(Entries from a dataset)
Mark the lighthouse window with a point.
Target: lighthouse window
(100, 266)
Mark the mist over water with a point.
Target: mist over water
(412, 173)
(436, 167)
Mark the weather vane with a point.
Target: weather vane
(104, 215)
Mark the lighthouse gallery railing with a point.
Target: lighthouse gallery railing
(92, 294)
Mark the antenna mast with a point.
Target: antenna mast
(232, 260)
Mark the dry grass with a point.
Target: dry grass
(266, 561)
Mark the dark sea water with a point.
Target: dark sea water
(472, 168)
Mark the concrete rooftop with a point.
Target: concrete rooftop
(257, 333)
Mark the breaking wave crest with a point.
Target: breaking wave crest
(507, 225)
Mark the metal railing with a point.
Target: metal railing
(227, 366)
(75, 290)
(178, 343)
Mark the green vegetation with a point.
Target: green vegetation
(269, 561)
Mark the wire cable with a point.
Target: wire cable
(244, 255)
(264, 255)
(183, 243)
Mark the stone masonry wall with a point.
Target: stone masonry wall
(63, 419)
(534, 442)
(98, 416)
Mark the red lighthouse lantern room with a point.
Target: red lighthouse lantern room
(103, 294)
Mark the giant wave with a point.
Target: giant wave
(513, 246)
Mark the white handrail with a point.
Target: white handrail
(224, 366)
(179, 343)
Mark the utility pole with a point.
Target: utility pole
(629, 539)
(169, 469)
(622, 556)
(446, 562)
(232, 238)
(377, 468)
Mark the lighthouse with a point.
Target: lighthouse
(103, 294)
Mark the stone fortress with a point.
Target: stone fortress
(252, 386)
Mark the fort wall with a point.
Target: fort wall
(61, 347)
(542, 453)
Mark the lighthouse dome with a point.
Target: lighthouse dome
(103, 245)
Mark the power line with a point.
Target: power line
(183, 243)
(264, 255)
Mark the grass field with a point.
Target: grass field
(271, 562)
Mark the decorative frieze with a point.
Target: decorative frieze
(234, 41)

--

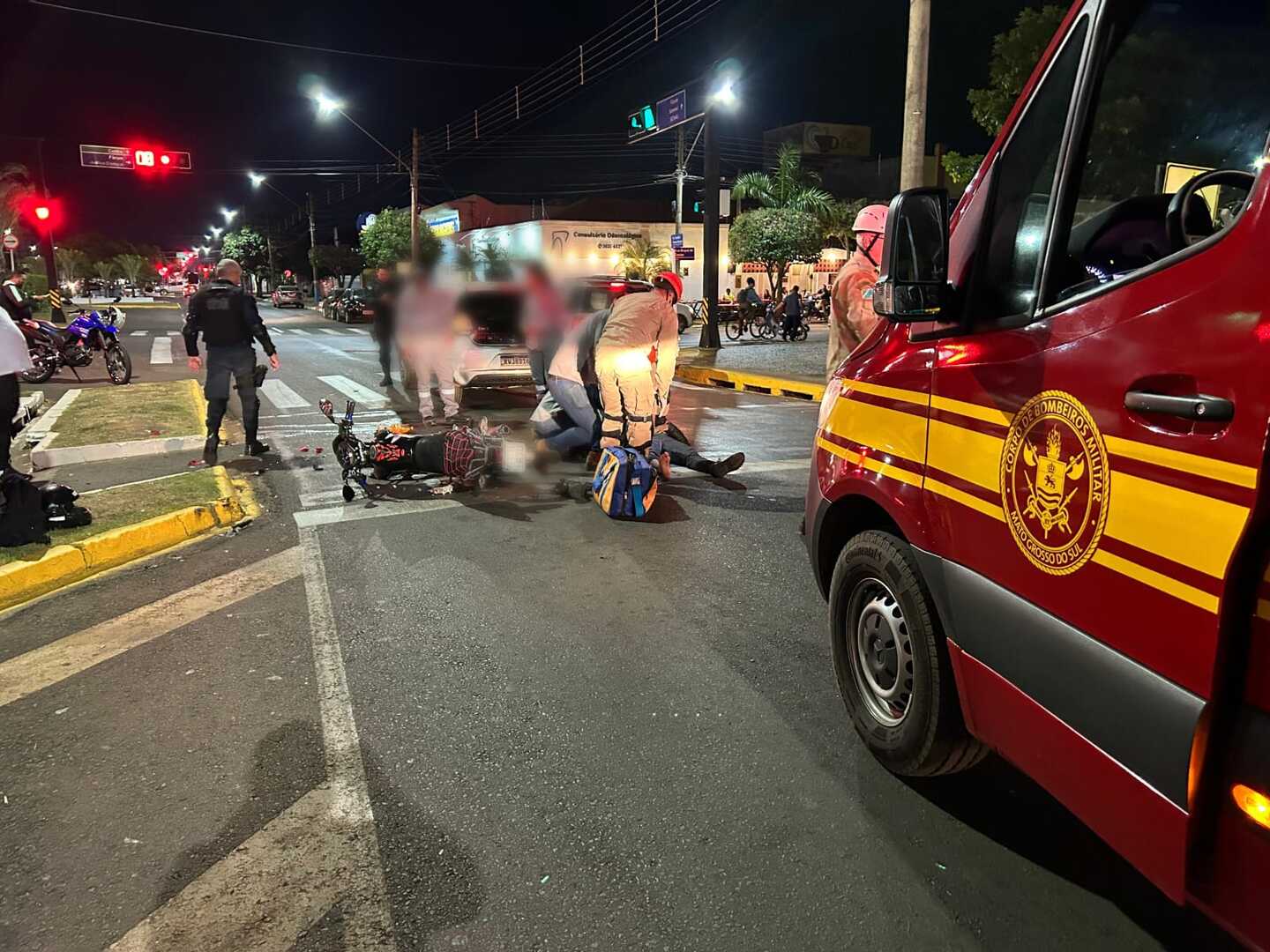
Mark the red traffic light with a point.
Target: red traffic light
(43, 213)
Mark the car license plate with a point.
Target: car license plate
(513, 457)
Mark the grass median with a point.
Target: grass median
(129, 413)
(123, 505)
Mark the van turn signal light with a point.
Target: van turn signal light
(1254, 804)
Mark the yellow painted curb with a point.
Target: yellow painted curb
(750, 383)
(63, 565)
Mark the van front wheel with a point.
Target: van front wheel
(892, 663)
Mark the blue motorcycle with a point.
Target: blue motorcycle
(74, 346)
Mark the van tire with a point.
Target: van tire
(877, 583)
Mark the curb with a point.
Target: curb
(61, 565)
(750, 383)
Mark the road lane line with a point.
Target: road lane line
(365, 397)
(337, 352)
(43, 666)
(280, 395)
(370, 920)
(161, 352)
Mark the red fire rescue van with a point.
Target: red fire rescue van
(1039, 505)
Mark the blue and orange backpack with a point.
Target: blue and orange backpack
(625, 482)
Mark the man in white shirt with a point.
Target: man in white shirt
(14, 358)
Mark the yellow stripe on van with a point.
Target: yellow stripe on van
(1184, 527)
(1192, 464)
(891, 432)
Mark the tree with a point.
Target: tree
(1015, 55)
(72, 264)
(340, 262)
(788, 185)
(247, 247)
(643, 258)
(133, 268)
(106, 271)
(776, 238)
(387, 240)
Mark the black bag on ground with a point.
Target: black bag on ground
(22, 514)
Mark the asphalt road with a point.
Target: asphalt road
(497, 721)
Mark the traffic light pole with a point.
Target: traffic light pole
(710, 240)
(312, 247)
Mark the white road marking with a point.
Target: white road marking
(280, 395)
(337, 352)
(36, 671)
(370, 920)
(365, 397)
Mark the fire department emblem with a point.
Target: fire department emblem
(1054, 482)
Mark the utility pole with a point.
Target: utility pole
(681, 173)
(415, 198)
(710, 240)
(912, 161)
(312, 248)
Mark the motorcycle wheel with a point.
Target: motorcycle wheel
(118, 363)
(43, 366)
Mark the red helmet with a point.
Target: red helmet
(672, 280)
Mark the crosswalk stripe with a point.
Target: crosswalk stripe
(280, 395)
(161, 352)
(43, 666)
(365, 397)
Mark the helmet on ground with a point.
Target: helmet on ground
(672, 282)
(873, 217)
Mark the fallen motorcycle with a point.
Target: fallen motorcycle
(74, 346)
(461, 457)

AIM.
Render the part of the listing that opens with the line containing "Mark the blue motorcycle with a point." and closes with the line containing "(1039, 505)" as a two-column CSV with the headers text and answer. Put each text with its answer on its own row, with each value in one quoted field and line breaks replaced by spaces.

FINISHED ANSWER.
text,answer
"Mark the blue motorcycle with a point. Target: blue motorcycle","(74, 346)"
"Mark the van tire with a point. Target: van tire","(877, 583)"
"Mark the curb with a point. Target: curb","(61, 565) (750, 383)"
"Mark the road lane line with a point. Target: road lane line","(365, 397) (337, 352) (43, 666) (280, 395) (370, 920) (161, 352)"
"Mark the red fire rescue van with a point. Target: red fire rescue van","(1039, 505)"